Sergeant First Class Agustín Ramos Calero (June 2, 1919 – February 10, 1989) was awarded 22 decorations and medals from the U.S. Army for his actions during World War II, thus becoming the most decorated Puerto Rican and Hispanic soldier in the United States military during that war.

Early years 
Calero was born and raised in the town of Isabela, Puerto Rico, which is located in the northern region of Puerto Rico. The economic situation in Puerto Rico during the 1930s was difficult as a result of the Great Depression. Due to the shortage of jobs in the island, many Puerto Ricans joined the United States Army which offered a guaranteed income.

Dataset items:
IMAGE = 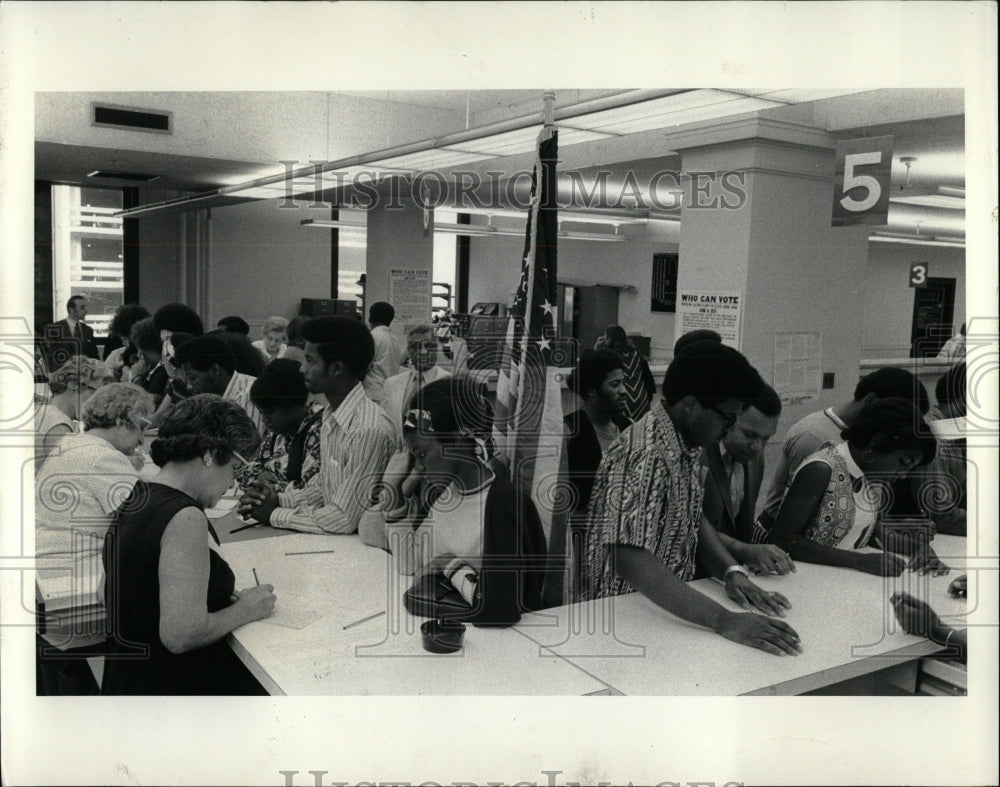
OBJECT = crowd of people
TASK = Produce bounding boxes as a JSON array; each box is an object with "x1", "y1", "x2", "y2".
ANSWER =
[{"x1": 36, "y1": 296, "x2": 965, "y2": 694}]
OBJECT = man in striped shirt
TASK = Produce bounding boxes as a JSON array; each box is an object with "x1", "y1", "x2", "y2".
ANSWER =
[
  {"x1": 584, "y1": 342, "x2": 801, "y2": 655},
  {"x1": 239, "y1": 317, "x2": 398, "y2": 534}
]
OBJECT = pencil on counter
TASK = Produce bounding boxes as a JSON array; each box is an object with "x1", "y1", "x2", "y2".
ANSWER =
[{"x1": 344, "y1": 609, "x2": 385, "y2": 629}]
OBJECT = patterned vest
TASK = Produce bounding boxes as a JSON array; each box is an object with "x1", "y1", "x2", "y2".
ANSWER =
[{"x1": 788, "y1": 443, "x2": 876, "y2": 548}]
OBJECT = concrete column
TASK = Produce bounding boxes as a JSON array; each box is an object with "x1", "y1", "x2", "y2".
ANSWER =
[
  {"x1": 669, "y1": 118, "x2": 868, "y2": 418},
  {"x1": 364, "y1": 188, "x2": 434, "y2": 344}
]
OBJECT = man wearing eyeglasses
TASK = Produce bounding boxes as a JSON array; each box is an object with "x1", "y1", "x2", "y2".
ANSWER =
[
  {"x1": 584, "y1": 341, "x2": 802, "y2": 655},
  {"x1": 45, "y1": 295, "x2": 101, "y2": 371}
]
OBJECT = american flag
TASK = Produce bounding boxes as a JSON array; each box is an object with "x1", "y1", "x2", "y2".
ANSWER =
[{"x1": 494, "y1": 126, "x2": 567, "y2": 603}]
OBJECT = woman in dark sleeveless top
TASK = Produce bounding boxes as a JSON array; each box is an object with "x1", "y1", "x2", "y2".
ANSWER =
[{"x1": 101, "y1": 394, "x2": 275, "y2": 695}]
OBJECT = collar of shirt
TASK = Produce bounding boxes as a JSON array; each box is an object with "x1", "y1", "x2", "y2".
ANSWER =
[
  {"x1": 823, "y1": 407, "x2": 847, "y2": 431},
  {"x1": 222, "y1": 372, "x2": 254, "y2": 400},
  {"x1": 323, "y1": 383, "x2": 367, "y2": 429},
  {"x1": 649, "y1": 400, "x2": 702, "y2": 462}
]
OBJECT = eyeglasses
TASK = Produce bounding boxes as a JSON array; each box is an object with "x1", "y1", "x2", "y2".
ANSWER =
[{"x1": 708, "y1": 404, "x2": 740, "y2": 429}]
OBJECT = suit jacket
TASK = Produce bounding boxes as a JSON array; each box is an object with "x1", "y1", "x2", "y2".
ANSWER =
[
  {"x1": 701, "y1": 443, "x2": 764, "y2": 544},
  {"x1": 45, "y1": 319, "x2": 101, "y2": 372},
  {"x1": 563, "y1": 407, "x2": 631, "y2": 514}
]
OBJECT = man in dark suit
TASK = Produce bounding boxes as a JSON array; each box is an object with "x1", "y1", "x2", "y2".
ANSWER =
[
  {"x1": 701, "y1": 383, "x2": 795, "y2": 574},
  {"x1": 45, "y1": 295, "x2": 100, "y2": 372}
]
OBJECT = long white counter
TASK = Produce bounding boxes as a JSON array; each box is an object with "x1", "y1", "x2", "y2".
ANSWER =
[{"x1": 218, "y1": 517, "x2": 966, "y2": 696}]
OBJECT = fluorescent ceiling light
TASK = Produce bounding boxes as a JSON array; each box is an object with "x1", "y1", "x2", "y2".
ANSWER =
[
  {"x1": 434, "y1": 222, "x2": 524, "y2": 237},
  {"x1": 557, "y1": 231, "x2": 629, "y2": 243},
  {"x1": 889, "y1": 194, "x2": 965, "y2": 210},
  {"x1": 571, "y1": 90, "x2": 783, "y2": 134},
  {"x1": 372, "y1": 147, "x2": 489, "y2": 171},
  {"x1": 299, "y1": 219, "x2": 368, "y2": 231}
]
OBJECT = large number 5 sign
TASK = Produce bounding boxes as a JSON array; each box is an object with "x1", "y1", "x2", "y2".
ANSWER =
[{"x1": 833, "y1": 136, "x2": 893, "y2": 227}]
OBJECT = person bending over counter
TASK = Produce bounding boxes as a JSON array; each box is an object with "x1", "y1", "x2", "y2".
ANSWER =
[
  {"x1": 239, "y1": 317, "x2": 398, "y2": 534},
  {"x1": 365, "y1": 377, "x2": 546, "y2": 626},
  {"x1": 768, "y1": 398, "x2": 947, "y2": 576},
  {"x1": 701, "y1": 381, "x2": 795, "y2": 574},
  {"x1": 584, "y1": 342, "x2": 802, "y2": 655}
]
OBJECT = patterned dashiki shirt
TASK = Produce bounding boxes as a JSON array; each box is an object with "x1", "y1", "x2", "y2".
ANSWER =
[{"x1": 584, "y1": 400, "x2": 703, "y2": 598}]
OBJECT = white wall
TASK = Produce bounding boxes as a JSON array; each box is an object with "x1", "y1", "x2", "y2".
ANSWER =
[
  {"x1": 861, "y1": 243, "x2": 966, "y2": 358},
  {"x1": 202, "y1": 200, "x2": 331, "y2": 332},
  {"x1": 469, "y1": 224, "x2": 684, "y2": 359}
]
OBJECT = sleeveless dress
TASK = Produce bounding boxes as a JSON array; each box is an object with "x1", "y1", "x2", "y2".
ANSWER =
[{"x1": 101, "y1": 480, "x2": 242, "y2": 695}]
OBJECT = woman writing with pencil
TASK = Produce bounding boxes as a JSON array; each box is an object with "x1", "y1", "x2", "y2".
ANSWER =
[{"x1": 101, "y1": 394, "x2": 275, "y2": 695}]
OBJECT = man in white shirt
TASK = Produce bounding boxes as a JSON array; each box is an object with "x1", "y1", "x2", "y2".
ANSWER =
[
  {"x1": 373, "y1": 325, "x2": 451, "y2": 435},
  {"x1": 173, "y1": 335, "x2": 267, "y2": 435},
  {"x1": 760, "y1": 366, "x2": 930, "y2": 529},
  {"x1": 364, "y1": 301, "x2": 404, "y2": 404},
  {"x1": 45, "y1": 295, "x2": 101, "y2": 371},
  {"x1": 239, "y1": 317, "x2": 399, "y2": 534}
]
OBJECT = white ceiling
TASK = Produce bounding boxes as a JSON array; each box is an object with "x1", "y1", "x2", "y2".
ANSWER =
[{"x1": 35, "y1": 89, "x2": 965, "y2": 236}]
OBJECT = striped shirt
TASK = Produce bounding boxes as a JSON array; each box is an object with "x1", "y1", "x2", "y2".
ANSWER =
[
  {"x1": 222, "y1": 372, "x2": 267, "y2": 437},
  {"x1": 584, "y1": 401, "x2": 703, "y2": 598},
  {"x1": 271, "y1": 384, "x2": 399, "y2": 533},
  {"x1": 618, "y1": 344, "x2": 656, "y2": 423}
]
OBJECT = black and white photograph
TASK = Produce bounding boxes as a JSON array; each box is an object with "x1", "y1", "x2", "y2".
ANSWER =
[{"x1": 0, "y1": 1, "x2": 1000, "y2": 787}]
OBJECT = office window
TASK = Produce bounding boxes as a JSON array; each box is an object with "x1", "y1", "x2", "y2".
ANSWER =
[
  {"x1": 337, "y1": 208, "x2": 368, "y2": 310},
  {"x1": 52, "y1": 186, "x2": 125, "y2": 338},
  {"x1": 431, "y1": 210, "x2": 458, "y2": 316},
  {"x1": 337, "y1": 208, "x2": 458, "y2": 315}
]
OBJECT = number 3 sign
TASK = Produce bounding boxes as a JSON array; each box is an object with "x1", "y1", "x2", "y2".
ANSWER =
[
  {"x1": 832, "y1": 135, "x2": 893, "y2": 227},
  {"x1": 910, "y1": 262, "x2": 928, "y2": 287}
]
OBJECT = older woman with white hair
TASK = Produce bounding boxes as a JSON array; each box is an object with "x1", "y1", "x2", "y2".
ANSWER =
[
  {"x1": 35, "y1": 383, "x2": 153, "y2": 694},
  {"x1": 253, "y1": 317, "x2": 288, "y2": 363},
  {"x1": 35, "y1": 355, "x2": 114, "y2": 470},
  {"x1": 35, "y1": 383, "x2": 153, "y2": 585}
]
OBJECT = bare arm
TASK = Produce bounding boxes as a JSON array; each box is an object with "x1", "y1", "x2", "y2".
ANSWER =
[
  {"x1": 609, "y1": 544, "x2": 802, "y2": 656},
  {"x1": 609, "y1": 544, "x2": 732, "y2": 631},
  {"x1": 159, "y1": 507, "x2": 275, "y2": 654}
]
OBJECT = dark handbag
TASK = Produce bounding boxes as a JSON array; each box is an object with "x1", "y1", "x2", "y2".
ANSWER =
[{"x1": 403, "y1": 570, "x2": 472, "y2": 618}]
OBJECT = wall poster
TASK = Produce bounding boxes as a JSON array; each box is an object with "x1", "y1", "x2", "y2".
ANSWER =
[
  {"x1": 674, "y1": 290, "x2": 743, "y2": 350},
  {"x1": 649, "y1": 253, "x2": 678, "y2": 314},
  {"x1": 774, "y1": 331, "x2": 823, "y2": 404}
]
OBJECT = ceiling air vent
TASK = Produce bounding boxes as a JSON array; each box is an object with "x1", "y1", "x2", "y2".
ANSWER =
[
  {"x1": 93, "y1": 104, "x2": 173, "y2": 134},
  {"x1": 87, "y1": 169, "x2": 160, "y2": 183}
]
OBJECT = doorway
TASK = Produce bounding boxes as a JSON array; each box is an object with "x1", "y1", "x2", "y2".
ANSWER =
[{"x1": 910, "y1": 277, "x2": 955, "y2": 358}]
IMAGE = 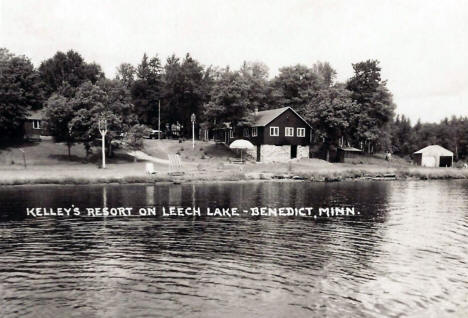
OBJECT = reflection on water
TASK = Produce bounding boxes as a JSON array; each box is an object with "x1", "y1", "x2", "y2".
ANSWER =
[{"x1": 0, "y1": 181, "x2": 468, "y2": 317}]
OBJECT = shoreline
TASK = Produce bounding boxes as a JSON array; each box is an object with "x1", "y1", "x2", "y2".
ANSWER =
[{"x1": 0, "y1": 164, "x2": 468, "y2": 186}]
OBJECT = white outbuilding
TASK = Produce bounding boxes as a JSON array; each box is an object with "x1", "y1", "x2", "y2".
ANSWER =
[{"x1": 413, "y1": 145, "x2": 453, "y2": 167}]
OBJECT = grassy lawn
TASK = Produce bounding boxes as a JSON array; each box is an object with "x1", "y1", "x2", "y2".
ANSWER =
[{"x1": 0, "y1": 140, "x2": 468, "y2": 185}]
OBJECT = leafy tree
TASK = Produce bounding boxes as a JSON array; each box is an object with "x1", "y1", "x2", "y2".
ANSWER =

WRITTEN TASK 1: Using the Calero biography, decide whether each statement agrees with it: (a) Calero was born in Isabela, Puerto Rico; (b) Calero received 12 decorations and medals; (c) jobs were plentiful in Puerto Rico during the 1930s. Answer yes or no for each and quote the words that decide it.
WRITTEN TASK 2: According to the Calero biography, what did the United States Army offer that drew many Puerto Ricans to join?
WRITTEN TASK 3: Copy the passage of the Calero biography between "Sergeant First Class" and "during that war.", inclusive.

EXERCISE OUTPUT 1:
(a) Yes: "Calero was born and raised in the town of Isabela, Puerto Rico"
(b) No: "was awarded 22 decorations and medals"
(c) No: "Due to the shortage of jobs in the island"

EXERCISE OUTPUT 2: A guaranteed income.

EXERCISE OUTPUT 3:
Sergeant First Class Agustín Ramos Calero (June 2, 1919 – February 10, 1989) was awarded 22 decorations and medals from the U.S. Army for his actions during World War II, thus becoming the most decorated Puerto Rican and Hispanic soldier in the United States military during that war.